→ **Try it**: From the records below, set down exactly the lines starting with the line that contains "Target: palm tree" and going on through the line that contains "[point] wire fence". Nothing else is wanted.

→ **Working data**:
○ ○ ○ ○ ○ ○ ○

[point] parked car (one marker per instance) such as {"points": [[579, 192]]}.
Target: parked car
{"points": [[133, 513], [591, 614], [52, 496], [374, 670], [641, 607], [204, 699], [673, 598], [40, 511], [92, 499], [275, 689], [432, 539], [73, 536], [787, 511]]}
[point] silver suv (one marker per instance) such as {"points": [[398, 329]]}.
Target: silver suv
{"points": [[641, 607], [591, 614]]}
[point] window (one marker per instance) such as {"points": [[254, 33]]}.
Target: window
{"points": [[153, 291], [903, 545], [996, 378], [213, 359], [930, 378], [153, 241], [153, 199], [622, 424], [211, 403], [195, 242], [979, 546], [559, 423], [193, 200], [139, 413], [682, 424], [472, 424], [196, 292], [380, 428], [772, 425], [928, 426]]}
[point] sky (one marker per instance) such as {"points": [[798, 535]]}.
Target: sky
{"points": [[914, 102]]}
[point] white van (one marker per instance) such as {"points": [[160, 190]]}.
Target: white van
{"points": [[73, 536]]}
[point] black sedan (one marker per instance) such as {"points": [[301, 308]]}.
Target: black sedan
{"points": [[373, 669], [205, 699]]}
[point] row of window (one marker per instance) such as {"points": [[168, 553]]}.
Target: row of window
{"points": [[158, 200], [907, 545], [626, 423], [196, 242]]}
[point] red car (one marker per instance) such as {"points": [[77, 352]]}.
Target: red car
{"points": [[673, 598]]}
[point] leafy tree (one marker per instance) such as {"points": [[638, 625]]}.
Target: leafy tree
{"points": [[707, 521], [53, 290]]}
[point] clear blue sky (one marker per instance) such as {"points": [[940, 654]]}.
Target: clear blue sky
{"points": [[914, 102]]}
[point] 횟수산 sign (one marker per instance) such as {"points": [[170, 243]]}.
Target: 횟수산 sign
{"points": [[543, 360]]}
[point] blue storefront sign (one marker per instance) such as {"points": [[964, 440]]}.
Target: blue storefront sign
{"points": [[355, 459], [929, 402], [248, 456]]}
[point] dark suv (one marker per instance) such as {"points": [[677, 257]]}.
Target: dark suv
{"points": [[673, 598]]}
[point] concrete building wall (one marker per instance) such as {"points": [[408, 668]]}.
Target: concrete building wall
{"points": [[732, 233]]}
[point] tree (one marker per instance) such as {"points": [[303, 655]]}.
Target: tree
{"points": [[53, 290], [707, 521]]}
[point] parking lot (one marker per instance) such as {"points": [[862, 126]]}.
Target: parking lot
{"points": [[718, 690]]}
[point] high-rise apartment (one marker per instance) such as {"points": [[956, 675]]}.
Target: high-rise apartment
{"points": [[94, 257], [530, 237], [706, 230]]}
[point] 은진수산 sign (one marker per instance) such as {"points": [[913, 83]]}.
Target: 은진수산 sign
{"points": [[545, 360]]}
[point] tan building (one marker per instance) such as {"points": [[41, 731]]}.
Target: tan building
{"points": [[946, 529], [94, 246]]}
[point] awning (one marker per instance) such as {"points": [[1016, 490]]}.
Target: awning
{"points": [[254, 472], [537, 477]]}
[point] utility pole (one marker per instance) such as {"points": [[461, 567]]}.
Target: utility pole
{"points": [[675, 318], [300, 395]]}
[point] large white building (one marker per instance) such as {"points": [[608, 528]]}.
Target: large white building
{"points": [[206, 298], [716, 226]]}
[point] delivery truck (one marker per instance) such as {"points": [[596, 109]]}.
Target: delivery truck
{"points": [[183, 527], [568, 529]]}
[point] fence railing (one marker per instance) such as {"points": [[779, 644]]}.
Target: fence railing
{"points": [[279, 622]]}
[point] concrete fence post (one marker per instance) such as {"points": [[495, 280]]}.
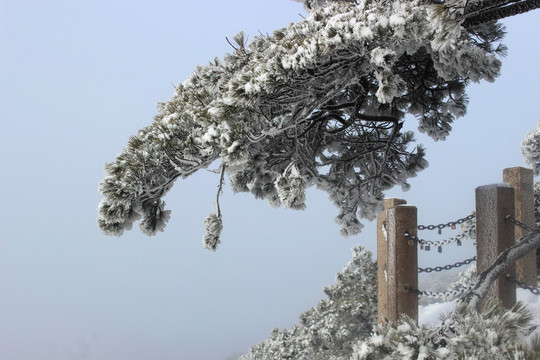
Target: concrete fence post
{"points": [[521, 179], [397, 261], [494, 234]]}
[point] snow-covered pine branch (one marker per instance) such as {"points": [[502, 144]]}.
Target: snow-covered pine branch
{"points": [[328, 94]]}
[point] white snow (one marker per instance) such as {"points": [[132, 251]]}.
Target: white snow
{"points": [[430, 314]]}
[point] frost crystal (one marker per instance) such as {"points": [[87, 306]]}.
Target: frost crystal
{"points": [[328, 94], [212, 230]]}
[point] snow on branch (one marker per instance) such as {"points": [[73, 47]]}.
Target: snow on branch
{"points": [[328, 94], [525, 245]]}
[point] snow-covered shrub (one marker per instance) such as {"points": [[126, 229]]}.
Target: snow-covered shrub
{"points": [[328, 330], [494, 333]]}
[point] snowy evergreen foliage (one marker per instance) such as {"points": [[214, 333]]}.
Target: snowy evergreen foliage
{"points": [[494, 333], [328, 330], [325, 98]]}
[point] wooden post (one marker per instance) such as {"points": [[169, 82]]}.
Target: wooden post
{"points": [[382, 257], [494, 234], [521, 179], [397, 261]]}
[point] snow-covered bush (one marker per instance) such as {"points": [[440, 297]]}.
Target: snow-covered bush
{"points": [[494, 333], [328, 330]]}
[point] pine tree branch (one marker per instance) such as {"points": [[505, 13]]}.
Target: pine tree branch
{"points": [[500, 12], [525, 245]]}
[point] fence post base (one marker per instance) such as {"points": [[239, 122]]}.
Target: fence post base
{"points": [[494, 234], [521, 179], [397, 261]]}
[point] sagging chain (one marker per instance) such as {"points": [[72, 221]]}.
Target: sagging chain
{"points": [[532, 289], [451, 224], [426, 245], [446, 295], [447, 267]]}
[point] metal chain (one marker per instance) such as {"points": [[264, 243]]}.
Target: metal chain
{"points": [[532, 289], [447, 267], [426, 244], [446, 295], [451, 224], [518, 223]]}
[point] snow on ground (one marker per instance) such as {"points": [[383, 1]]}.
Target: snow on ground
{"points": [[430, 314]]}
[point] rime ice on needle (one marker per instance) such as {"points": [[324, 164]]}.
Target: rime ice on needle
{"points": [[328, 94]]}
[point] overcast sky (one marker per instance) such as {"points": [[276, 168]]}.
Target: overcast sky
{"points": [[77, 78]]}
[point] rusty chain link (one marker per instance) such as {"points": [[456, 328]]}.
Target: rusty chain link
{"points": [[446, 295], [532, 289], [426, 244], [451, 224], [447, 267]]}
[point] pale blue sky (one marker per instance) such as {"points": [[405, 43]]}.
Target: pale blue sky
{"points": [[77, 78]]}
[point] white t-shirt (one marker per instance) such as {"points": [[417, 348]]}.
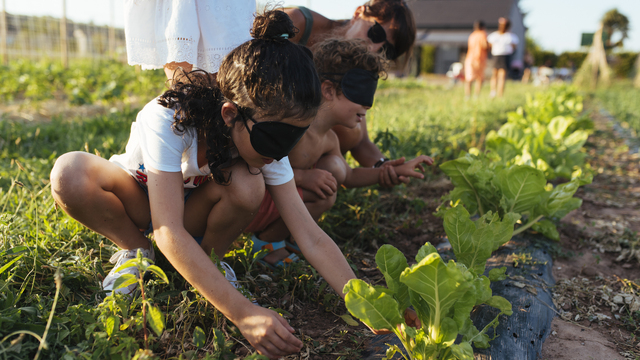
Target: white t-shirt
{"points": [[153, 143], [200, 32], [502, 44]]}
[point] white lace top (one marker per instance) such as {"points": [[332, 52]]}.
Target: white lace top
{"points": [[200, 32]]}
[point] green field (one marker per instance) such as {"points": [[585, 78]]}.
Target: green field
{"points": [[40, 244]]}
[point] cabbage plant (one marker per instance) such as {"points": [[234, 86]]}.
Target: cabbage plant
{"points": [[443, 294]]}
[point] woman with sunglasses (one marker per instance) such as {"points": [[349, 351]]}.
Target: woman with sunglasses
{"points": [[195, 170], [387, 26]]}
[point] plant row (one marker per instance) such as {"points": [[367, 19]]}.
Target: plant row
{"points": [[502, 186], [83, 82]]}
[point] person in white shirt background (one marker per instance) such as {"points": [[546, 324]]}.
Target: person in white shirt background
{"points": [[503, 44]]}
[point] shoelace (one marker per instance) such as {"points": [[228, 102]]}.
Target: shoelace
{"points": [[120, 255]]}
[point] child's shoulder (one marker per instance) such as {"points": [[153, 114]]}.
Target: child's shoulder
{"points": [[153, 111]]}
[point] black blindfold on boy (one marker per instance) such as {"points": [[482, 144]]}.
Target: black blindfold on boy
{"points": [[358, 85], [273, 139]]}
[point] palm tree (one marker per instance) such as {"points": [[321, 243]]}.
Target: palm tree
{"points": [[613, 21]]}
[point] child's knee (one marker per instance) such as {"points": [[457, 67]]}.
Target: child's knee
{"points": [[67, 175], [246, 190], [326, 204], [335, 165]]}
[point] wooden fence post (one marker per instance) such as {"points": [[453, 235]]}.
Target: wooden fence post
{"points": [[3, 34], [63, 35]]}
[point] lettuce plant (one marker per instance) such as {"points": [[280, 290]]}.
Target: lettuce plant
{"points": [[547, 134], [483, 186], [442, 294]]}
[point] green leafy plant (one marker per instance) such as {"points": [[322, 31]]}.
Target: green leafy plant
{"points": [[442, 294], [546, 134], [483, 186], [155, 317]]}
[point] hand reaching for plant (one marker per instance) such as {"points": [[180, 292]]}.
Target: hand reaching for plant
{"points": [[410, 318], [388, 177], [321, 182], [268, 332], [403, 170]]}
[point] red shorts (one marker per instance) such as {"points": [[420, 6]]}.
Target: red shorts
{"points": [[267, 213]]}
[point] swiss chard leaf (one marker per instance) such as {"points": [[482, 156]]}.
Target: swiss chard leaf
{"points": [[392, 263], [521, 188], [439, 285]]}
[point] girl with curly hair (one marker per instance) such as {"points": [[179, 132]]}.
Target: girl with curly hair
{"points": [[195, 170]]}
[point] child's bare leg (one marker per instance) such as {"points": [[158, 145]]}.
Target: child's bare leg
{"points": [[494, 81], [478, 86], [277, 230], [103, 197], [222, 212], [467, 88], [502, 76]]}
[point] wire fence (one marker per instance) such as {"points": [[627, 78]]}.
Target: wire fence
{"points": [[35, 37]]}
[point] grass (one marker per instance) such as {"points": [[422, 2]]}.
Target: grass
{"points": [[37, 240], [621, 100]]}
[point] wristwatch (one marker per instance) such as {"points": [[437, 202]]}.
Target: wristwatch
{"points": [[380, 162]]}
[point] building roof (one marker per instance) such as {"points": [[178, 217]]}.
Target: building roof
{"points": [[459, 14]]}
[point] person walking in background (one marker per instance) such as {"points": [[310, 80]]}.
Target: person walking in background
{"points": [[187, 34], [503, 44], [476, 59]]}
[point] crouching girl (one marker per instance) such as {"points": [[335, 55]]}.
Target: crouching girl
{"points": [[195, 170]]}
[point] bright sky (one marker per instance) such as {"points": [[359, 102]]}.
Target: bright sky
{"points": [[554, 24]]}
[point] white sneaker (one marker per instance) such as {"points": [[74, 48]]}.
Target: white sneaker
{"points": [[230, 275], [120, 258]]}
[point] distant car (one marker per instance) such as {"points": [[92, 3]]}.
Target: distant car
{"points": [[455, 72]]}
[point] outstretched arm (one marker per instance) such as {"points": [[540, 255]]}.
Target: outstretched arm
{"points": [[360, 177], [267, 331], [320, 182]]}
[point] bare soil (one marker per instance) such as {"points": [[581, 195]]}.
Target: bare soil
{"points": [[598, 272]]}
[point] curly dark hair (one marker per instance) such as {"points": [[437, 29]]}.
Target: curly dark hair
{"points": [[402, 19], [337, 56], [268, 76]]}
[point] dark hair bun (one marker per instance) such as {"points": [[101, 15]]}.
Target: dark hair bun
{"points": [[272, 25]]}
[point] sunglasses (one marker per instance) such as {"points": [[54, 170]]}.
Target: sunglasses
{"points": [[273, 139], [377, 34]]}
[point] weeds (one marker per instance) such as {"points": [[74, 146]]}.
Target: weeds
{"points": [[169, 317]]}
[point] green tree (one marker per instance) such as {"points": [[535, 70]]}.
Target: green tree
{"points": [[613, 21]]}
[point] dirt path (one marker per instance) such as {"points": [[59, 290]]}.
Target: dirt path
{"points": [[596, 263]]}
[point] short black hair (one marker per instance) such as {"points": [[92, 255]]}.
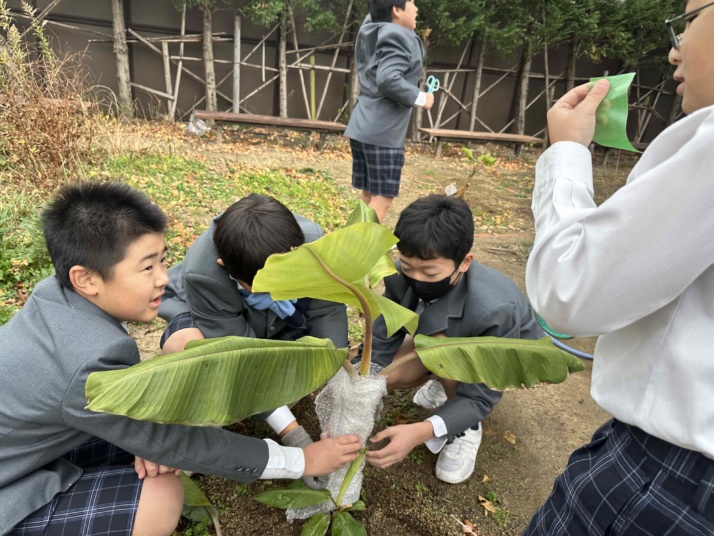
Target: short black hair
{"points": [[381, 10], [250, 231], [92, 223], [436, 226]]}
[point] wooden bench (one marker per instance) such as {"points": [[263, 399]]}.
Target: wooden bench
{"points": [[467, 135], [323, 127]]}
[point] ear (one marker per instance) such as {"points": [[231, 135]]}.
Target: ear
{"points": [[84, 280], [466, 263]]}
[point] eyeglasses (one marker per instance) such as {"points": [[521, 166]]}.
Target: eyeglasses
{"points": [[677, 25]]}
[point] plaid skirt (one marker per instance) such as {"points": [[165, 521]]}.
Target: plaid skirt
{"points": [[627, 482], [102, 501], [378, 170]]}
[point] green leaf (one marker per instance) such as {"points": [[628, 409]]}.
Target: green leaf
{"points": [[297, 495], [352, 470], [498, 362], [333, 268], [357, 507], [385, 264], [215, 383], [343, 524], [192, 494], [317, 525]]}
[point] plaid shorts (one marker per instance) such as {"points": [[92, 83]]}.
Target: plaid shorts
{"points": [[376, 169], [185, 320], [627, 482], [102, 501]]}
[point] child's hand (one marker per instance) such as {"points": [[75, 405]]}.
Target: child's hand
{"points": [[329, 454], [145, 468], [572, 118], [402, 439], [429, 101]]}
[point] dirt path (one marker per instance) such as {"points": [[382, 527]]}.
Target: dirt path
{"points": [[530, 433]]}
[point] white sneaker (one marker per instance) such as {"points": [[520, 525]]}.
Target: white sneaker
{"points": [[430, 395], [457, 460]]}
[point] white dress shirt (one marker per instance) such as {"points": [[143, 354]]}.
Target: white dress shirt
{"points": [[283, 462], [638, 271]]}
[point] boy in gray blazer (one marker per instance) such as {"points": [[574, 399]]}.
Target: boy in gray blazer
{"points": [[389, 57], [65, 469], [455, 297], [209, 293]]}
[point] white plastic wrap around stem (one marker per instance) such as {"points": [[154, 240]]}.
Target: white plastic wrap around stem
{"points": [[348, 404]]}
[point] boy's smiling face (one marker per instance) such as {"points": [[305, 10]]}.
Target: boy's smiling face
{"points": [[695, 59], [133, 293], [405, 17]]}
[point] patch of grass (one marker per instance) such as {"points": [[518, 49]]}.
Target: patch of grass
{"points": [[24, 259], [192, 192], [189, 190]]}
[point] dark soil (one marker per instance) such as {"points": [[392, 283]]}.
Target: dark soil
{"points": [[530, 434]]}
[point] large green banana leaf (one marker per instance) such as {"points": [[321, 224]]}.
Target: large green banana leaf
{"points": [[333, 268], [217, 381], [498, 362], [385, 265]]}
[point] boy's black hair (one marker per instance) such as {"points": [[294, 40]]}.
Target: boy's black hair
{"points": [[436, 226], [251, 230], [91, 224], [381, 10]]}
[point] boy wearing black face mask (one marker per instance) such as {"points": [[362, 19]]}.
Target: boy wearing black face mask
{"points": [[455, 297]]}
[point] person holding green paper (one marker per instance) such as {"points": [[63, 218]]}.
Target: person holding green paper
{"points": [[638, 271]]}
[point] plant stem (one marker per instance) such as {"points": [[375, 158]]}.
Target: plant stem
{"points": [[349, 368], [398, 363]]}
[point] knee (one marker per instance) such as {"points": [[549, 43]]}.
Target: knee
{"points": [[160, 505], [179, 339]]}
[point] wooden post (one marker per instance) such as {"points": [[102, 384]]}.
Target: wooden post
{"points": [[167, 73], [179, 69], [121, 54], [345, 26], [313, 115], [283, 63], [236, 63], [477, 82]]}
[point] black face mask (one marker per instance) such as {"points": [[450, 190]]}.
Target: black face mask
{"points": [[430, 290]]}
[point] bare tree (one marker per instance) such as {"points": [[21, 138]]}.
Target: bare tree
{"points": [[121, 54]]}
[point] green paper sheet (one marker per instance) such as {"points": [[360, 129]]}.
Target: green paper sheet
{"points": [[611, 115]]}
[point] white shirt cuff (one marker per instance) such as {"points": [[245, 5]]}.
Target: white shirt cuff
{"points": [[283, 462], [421, 99], [436, 443], [280, 418]]}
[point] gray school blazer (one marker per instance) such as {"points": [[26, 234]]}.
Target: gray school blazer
{"points": [[47, 351], [389, 64], [486, 303], [201, 286]]}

○ ○ ○ ○ ○ ○ ○

→ **Answer to this exercise**:
Target: palm tree
{"points": [[613, 21]]}
[point] child's knee (one marker per instance) such as {"points": [[457, 67]]}.
Target: child's knee
{"points": [[67, 175], [246, 190], [326, 204], [335, 165]]}
[point] wooden fence post (one marker per instance) such as {"points": [[453, 235]]}.
Target: wooden fence post
{"points": [[3, 34], [63, 35]]}
[point] lettuce plant (one marker per instance) such as {"points": [[280, 290]]}.
Target: lettuce plant
{"points": [[547, 134], [483, 186], [442, 294]]}
[point] green leafy plant (one marker per instance) such as {"points": [[322, 31]]}.
Target: green leafy plant
{"points": [[442, 294], [546, 134], [483, 186], [155, 317]]}
[point] hand reaching for plant (one marker per instance) such as {"points": [[180, 292]]}.
Target: hand reaching for plant
{"points": [[410, 318], [388, 177], [321, 182], [268, 332], [403, 170]]}
[point] red shorts (one marker per instance) such as {"points": [[420, 6]]}.
Target: red shorts
{"points": [[267, 213]]}
[point] swiss chard leaf (one marker per instance) such as {"points": [[482, 156]]}.
Target: swiss chard leaf
{"points": [[392, 263], [521, 188], [439, 285]]}
[point] girl with curly hair (one marker per instance) such as {"points": [[179, 132]]}.
Target: girl with curly hair
{"points": [[195, 170]]}
[point] child's bare leg (one marker per instance) such as {"points": [[158, 145]]}.
Target: child's bare leg
{"points": [[494, 81], [478, 86], [277, 230], [103, 197], [222, 212], [467, 88], [502, 76]]}
[point] wire fence (one marker per instance) such as {"points": [[627, 78]]}.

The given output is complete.